#### [Task]
In the copy, keep every record exact and leave out all images.

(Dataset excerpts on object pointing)
— start —
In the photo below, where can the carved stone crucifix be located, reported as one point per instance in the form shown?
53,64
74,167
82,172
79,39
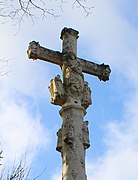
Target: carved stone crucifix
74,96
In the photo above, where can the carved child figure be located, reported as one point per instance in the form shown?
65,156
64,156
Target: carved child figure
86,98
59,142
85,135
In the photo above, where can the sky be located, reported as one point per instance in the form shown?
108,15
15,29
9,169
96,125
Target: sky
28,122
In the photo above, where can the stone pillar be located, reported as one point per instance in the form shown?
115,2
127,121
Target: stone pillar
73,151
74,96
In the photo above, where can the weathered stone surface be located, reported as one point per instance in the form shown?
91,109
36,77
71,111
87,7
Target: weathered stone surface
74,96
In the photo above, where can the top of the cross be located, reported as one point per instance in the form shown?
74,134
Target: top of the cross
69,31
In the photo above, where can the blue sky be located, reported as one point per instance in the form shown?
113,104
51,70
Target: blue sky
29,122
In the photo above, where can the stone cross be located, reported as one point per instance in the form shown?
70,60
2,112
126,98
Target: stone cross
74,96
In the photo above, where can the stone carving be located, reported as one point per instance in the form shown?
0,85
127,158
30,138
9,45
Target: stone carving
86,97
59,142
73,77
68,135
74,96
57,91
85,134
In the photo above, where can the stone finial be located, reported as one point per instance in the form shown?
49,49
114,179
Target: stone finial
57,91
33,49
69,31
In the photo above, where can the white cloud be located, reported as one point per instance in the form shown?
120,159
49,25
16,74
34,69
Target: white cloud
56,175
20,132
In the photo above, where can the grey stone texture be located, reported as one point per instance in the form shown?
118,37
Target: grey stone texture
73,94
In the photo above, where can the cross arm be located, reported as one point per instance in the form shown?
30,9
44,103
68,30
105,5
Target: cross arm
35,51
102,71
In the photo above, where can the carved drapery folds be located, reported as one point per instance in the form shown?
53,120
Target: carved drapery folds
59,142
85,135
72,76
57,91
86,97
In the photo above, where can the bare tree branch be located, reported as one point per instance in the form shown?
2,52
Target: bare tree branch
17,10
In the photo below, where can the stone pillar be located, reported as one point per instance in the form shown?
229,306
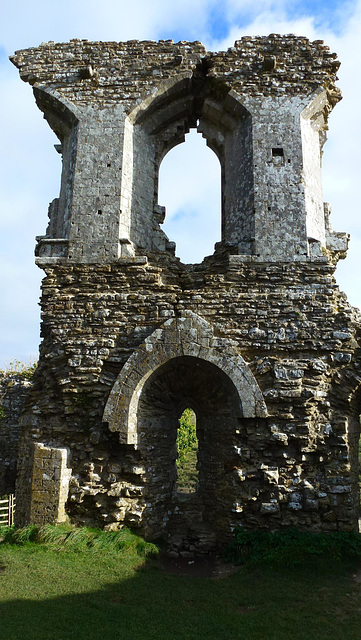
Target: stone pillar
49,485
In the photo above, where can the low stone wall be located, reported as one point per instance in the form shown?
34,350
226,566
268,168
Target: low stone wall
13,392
— end —
#### [The reply]
In the photo below, where can the carved stone crucifix be located, reported as one point per instance in the form shown?
53,64
74,167
82,172
79,39
Target: carved stone crucifix
74,96
In the photo above, where can the carved child figure be located, reported as one point per instance in the form shown?
65,156
64,156
Target: carved child figure
86,98
59,142
85,135
In the photo above, where can the sky be located, reported as one point per instance in the form shown?
108,15
15,29
9,169
96,125
Target: sky
28,122
In the photo above, where can the stone pillar be located, reported as one point per instance in the form shown?
115,2
127,121
Target: stone pillar
73,151
74,96
In the photo above, where can the weathered stone surface be located, reported as one point per instance in the form shown?
91,109
36,77
71,111
87,7
Target: weathered stone surface
74,96
In the photo above, where can the top of the cross be located, reported as one point per instance in the form shown?
74,134
Target: top of the cross
69,31
In the photo above, where can the blue sky be located, reported as one point per instance in the form shown?
113,104
51,70
Target: blue sky
29,122
In the photo above, where can the stone cross be located, reported as one point per instance in the form shown?
70,60
2,112
126,98
Target: stone cross
74,96
In the photo above, where can the stone carving be located, reported as one point per instance in the form shown?
0,85
127,158
30,138
9,45
Target: stone carving
86,97
59,142
73,77
68,135
74,96
57,91
85,134
In the photo above, where can the stone finial be located, reported as one point per instance in the form shown?
49,49
114,179
Target: stone finial
57,91
33,49
69,31
In the photo above, where can the white cloud be located, reported as one point per instance in the form shown?
120,159
49,25
16,74
34,69
Target: white cloud
56,175
20,132
In the photo above, where can the grey stone texture be located, reported as one point per instance in the form shown?
118,37
Target: grey stone texture
73,94
In the photo above, where can the cross arm be located, reported as one point per instance in the form shown?
30,9
44,103
68,30
105,5
Target: cross arm
35,51
102,71
In the photo above, where can the carved drapery folds be located, reported as one point per instance in the form shown?
53,120
Target: carved drapery folds
59,142
85,135
72,76
57,91
86,97
In the photo above, where can the bare tree branch be located, reported as one point per instance in the form shown?
2,52
Target: bare tree branch
17,10
In the photo below, where can the stone pillar be located, reported as one point per instance in the form shown?
229,306
Target: stone pillar
49,485
In the photo above, where can the low stone wall be located, reported as one point per instance in the form shown?
34,350
226,566
268,168
Target: low stone wall
13,392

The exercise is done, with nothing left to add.